■ Instructions to follow ■
All lines holding the word "tree" are to be copied from the records beneath.

■ Material provided ■
BEGIN

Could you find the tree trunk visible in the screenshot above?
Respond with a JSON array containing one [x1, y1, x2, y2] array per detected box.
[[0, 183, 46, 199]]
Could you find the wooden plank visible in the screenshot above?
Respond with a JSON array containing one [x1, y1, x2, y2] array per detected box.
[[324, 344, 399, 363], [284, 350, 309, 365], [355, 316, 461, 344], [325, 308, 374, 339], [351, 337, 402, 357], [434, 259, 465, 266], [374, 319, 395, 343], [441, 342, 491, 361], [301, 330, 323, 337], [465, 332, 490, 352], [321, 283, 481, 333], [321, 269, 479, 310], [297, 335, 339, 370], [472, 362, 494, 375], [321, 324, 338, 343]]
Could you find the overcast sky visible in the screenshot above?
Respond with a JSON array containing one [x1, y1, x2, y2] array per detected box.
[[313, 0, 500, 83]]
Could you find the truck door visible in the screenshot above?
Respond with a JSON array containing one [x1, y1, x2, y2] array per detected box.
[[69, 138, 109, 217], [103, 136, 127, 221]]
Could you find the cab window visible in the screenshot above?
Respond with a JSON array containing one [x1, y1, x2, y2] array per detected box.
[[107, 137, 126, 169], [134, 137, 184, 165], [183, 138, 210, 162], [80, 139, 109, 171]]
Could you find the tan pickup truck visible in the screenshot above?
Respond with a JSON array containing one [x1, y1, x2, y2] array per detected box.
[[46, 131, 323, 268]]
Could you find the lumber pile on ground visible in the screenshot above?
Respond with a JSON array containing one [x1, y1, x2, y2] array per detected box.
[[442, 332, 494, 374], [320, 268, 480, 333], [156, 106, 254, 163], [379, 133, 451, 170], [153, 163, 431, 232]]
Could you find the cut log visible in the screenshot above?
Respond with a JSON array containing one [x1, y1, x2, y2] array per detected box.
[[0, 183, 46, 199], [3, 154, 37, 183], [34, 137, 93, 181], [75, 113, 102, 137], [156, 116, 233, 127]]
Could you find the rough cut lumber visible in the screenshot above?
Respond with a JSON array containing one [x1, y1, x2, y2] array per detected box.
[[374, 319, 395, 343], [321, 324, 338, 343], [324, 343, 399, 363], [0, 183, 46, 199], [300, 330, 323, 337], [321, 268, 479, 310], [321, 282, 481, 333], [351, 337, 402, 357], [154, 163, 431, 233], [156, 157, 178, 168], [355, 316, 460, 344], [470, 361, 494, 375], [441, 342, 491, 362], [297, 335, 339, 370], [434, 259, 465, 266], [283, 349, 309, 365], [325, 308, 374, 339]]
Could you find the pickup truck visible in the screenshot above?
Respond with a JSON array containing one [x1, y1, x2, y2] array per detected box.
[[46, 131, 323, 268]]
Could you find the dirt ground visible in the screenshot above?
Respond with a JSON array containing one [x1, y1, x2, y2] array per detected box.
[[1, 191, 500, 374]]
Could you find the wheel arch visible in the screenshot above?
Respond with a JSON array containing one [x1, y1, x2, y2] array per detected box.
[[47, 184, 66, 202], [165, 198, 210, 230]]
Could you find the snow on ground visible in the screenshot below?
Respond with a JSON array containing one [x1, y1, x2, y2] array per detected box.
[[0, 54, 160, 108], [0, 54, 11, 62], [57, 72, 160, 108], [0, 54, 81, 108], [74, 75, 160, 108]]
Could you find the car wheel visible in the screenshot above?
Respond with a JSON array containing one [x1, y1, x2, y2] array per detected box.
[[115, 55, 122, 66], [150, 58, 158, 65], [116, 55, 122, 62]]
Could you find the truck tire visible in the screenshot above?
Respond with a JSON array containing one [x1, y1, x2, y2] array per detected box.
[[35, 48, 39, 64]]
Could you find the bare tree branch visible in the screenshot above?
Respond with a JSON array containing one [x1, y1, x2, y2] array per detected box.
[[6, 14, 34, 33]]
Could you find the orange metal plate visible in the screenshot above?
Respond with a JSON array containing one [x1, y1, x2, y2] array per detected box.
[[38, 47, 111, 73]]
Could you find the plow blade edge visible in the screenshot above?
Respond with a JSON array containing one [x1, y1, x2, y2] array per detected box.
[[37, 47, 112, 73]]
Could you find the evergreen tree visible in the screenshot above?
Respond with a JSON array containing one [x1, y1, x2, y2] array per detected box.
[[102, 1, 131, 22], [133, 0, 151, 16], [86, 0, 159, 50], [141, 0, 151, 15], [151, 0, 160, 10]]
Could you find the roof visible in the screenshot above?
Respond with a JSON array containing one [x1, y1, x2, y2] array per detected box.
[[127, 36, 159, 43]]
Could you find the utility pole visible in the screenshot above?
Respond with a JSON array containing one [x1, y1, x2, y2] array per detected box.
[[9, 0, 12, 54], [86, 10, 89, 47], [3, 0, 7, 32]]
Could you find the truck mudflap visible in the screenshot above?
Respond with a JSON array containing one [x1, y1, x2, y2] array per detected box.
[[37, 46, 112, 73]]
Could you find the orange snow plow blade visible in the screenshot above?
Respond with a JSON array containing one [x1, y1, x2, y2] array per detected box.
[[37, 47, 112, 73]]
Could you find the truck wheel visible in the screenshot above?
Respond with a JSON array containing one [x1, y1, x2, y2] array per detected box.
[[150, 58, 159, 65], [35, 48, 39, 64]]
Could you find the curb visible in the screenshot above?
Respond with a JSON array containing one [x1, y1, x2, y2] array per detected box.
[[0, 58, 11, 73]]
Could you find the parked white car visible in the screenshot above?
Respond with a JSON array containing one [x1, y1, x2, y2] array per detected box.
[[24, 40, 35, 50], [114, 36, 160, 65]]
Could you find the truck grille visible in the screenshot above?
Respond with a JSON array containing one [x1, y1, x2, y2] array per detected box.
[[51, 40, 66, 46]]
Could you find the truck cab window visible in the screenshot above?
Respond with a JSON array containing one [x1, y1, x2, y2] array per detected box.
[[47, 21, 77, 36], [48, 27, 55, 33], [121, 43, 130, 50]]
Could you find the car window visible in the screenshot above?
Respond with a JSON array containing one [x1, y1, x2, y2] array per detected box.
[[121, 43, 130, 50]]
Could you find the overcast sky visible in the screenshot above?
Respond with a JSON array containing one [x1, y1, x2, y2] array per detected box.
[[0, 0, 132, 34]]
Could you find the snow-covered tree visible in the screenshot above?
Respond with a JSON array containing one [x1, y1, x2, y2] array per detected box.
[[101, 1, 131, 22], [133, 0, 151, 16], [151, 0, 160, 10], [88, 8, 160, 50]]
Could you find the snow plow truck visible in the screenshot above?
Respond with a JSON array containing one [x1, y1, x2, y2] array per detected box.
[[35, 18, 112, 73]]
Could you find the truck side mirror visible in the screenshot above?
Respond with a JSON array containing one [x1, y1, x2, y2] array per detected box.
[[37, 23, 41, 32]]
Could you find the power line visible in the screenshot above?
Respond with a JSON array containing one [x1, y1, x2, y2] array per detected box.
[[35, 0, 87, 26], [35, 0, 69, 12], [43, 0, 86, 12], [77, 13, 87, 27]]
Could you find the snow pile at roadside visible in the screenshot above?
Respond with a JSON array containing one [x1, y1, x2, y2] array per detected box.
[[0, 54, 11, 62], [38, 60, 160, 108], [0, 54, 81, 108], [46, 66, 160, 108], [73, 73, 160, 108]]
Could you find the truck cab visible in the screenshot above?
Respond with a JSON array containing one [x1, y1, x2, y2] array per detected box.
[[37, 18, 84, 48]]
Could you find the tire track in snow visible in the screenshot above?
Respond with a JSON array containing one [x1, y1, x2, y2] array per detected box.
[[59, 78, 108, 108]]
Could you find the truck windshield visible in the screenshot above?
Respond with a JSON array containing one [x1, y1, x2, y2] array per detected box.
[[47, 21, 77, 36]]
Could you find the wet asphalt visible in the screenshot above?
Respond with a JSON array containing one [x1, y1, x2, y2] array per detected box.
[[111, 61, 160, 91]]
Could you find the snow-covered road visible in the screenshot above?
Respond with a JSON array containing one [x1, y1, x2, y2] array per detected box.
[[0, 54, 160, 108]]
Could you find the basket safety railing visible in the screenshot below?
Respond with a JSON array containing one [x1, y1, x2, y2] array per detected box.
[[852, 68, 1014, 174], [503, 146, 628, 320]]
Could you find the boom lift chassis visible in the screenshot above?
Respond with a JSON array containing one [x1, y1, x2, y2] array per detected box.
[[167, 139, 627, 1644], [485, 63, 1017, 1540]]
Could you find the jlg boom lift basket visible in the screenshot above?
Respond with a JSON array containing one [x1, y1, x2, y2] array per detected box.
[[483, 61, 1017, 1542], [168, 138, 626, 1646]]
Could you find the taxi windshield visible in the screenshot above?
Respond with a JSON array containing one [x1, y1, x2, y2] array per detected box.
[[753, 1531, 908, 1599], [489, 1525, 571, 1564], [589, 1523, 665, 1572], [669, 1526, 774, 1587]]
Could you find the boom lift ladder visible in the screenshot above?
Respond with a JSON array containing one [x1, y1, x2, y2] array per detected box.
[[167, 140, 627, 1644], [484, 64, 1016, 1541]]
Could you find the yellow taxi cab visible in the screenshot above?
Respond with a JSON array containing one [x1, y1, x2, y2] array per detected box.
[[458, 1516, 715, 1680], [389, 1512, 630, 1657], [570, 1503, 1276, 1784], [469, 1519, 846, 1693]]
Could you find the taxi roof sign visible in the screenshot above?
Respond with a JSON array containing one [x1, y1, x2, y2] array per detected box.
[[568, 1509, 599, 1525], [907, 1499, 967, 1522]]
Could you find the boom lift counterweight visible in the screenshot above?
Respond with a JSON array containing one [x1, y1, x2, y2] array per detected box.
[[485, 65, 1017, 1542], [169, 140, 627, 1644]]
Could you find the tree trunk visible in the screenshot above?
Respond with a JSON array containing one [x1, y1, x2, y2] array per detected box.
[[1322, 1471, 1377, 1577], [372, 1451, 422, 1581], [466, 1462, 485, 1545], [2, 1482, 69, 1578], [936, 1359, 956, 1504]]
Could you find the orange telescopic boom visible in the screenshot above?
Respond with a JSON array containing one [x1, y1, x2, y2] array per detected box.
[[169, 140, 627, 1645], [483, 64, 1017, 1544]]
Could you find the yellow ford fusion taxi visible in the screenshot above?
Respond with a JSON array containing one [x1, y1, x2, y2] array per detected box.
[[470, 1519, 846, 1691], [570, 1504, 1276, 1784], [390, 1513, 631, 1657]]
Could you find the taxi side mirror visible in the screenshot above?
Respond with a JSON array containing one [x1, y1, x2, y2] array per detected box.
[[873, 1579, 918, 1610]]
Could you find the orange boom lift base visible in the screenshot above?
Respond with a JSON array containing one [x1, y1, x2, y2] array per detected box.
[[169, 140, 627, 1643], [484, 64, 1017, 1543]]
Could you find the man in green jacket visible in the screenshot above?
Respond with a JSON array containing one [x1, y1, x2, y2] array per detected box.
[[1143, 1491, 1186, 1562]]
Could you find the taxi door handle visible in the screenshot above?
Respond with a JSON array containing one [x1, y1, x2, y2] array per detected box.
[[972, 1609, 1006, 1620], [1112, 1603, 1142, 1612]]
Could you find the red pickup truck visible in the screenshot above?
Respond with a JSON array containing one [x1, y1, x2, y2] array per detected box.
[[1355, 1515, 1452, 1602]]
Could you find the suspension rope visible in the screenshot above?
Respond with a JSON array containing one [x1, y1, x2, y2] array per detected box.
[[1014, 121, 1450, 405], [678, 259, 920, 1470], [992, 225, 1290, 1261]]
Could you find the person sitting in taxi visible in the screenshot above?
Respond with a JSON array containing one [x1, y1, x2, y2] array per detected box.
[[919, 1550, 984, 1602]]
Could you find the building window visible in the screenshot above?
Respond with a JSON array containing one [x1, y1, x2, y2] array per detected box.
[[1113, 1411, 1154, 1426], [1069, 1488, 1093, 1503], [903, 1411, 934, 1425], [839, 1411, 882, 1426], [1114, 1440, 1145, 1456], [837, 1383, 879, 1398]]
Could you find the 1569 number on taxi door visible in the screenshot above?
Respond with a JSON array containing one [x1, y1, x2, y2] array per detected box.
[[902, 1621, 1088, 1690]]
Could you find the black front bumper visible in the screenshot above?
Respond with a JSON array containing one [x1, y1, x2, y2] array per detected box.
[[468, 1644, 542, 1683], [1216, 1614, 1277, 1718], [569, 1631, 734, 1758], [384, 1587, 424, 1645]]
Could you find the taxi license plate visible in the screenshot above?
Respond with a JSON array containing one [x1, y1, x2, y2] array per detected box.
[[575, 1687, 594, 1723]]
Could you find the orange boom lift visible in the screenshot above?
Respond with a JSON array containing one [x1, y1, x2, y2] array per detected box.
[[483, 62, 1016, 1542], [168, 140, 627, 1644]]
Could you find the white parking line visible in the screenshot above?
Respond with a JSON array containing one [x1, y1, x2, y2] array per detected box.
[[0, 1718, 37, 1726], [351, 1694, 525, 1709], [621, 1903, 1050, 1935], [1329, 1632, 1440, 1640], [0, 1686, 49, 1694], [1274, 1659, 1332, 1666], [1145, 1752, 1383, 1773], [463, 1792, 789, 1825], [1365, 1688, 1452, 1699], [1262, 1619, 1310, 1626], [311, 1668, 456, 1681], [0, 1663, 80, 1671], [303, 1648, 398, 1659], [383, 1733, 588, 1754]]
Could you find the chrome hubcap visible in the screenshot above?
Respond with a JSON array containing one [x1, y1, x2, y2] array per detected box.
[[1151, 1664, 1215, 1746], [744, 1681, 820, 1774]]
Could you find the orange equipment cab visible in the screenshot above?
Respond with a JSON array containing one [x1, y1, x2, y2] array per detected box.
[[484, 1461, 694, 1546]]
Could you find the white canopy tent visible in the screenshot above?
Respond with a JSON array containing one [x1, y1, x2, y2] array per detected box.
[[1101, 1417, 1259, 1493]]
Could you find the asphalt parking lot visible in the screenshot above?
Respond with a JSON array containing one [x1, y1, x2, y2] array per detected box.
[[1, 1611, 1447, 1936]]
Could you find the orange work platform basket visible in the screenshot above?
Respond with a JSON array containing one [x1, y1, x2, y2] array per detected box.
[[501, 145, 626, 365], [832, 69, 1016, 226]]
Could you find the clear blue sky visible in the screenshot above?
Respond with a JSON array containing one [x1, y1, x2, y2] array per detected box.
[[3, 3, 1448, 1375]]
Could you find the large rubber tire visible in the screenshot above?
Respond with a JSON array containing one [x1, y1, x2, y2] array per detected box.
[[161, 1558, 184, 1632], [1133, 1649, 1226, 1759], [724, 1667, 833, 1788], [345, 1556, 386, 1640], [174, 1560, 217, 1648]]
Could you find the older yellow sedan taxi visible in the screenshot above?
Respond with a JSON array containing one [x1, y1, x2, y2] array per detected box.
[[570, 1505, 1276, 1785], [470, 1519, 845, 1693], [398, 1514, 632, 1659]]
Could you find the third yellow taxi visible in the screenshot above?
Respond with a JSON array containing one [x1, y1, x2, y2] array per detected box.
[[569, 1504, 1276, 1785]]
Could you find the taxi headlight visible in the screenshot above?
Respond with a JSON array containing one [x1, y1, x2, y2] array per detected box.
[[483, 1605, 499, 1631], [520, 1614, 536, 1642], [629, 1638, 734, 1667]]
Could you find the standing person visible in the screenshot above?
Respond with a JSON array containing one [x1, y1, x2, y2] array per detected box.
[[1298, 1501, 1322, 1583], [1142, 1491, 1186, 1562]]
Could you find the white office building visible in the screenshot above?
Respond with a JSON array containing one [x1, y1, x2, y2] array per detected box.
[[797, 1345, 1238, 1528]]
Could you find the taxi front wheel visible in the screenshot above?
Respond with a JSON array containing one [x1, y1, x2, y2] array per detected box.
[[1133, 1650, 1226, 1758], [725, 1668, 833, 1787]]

END

■ Task response ■
Could you find the tree trunk visible in the screenshot above?
Could you find the bare tree branch visible in the screenshot above?
Could you find the evergreen tree visible in the screenshot above?
Could you find the snow-covered tree visible in the screenshot above?
Could you find the tree trunk visible in the screenshot above?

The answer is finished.